> [Excerpted passage]:
.....

Throughout our marriage, Billy has experienced bouts of insomnia. He rarely suffered alone because he was fidgety or he turned on the television or lamp to read. I was usually aware of his inability to get to sleep, but he would apologize for waking me, and I would turn over and get back to my sleep. Sundowning is nothing like insomnia for Billy.
I've mentioned in previous posts that Billy doesn't always remain asleep, but over the last few months, these episodes of sundowning have become more frequent and extreme. This past Saturday night was a particularly long night as he kept me awake most of it. He becomes agitated and unreasonable when he's in the midst of it, and he doesn't understand why I won't get up and "get ready" for whatever it is we are about to do. When we went to bed Saturday night, he went to sleep very easily, and I've not been giving him the Ambien unless he wakes up and seems to need it to get back to sleep. On this particular night, he woke up around 11:45 and got out of bed. He took a shower, and got fully dressed, then woke me up and told me it was time to get ready. I told him over and over it was bed time, and he argued that it was not. He repeatedly said that he just didn't understand. I'm not sure what he didn't understand, but he was frustrated with me for not getting up and getting dressed. I would plead with him to let me sleep until 6:00, and he would walk away a bit. I would doze off, and then I would be aware that he was standing over me, or I would hear him pacing the floor. He was trying to make the bed, and he told me I was in his way. It seems funny now, but in the middle of it, it's very frustrating. I knew we needed to get up early because we were traveling to Nacodoches the next day. I gave him a dose of medicine to help him sleep, but he wouldn't lay down. He complained of being cold, and I told him he would warm up if he got into bed. He did get into bed for about five minutes, and then he was back to the pacing...asking questions....telling me to get up. He had a sense that we were going somewhere, but he couldn't articulate where that might be. I think he finally settled down for about an hour, and then the alarm sounded. He was awake immediately. Nothing prepares you for this behavior, and I read differing philosophies on how to handle it.

.....

> [Extracted records]:
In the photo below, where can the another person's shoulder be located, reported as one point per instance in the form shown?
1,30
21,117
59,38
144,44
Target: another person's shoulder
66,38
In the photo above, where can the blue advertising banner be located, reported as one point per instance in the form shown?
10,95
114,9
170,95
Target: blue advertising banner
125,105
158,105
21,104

.....

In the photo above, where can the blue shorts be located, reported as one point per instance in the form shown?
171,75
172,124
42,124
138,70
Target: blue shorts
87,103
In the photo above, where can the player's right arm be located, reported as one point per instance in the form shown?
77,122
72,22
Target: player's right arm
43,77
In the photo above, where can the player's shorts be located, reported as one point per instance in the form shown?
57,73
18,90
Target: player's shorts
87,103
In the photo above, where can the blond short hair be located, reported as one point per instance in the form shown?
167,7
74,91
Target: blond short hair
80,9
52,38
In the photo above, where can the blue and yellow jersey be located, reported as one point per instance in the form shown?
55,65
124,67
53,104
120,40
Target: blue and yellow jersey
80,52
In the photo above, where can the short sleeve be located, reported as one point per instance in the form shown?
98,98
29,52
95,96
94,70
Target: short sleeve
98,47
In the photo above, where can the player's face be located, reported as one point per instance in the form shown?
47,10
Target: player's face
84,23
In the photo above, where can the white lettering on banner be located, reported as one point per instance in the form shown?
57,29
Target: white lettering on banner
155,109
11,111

.....

> [What this exercise asks]:
1. Quote the sundowning post word for word, everything from "Throughout our marriage, Billy" down to "insomnia for Billy.".
2. In the sundowning post, around what time did Billy wake up and get out of bed on the Saturday night described?
3. Translate this sentence from the sundowning post into Spanish: "He complained of being cold, and I told him he would warm up if he got into bed."
Rely only on the text for what comes next, not on the entries.

> [Answers by item]:
1.
Throughout our marriage, Billy has experienced bouts of insomnia. He rarely suffered alone because he was fidgety or he turned on the television or lamp to read. I was usually aware of his inability to get to sleep, but he would apologize for waking me, and I would turn over and get back to my sleep. Sundowning is nothing like insomnia for Billy.

2. Around 11:45.

3. Se quejó de tener frío, y le dije que entraría en calor si se metía en la cama.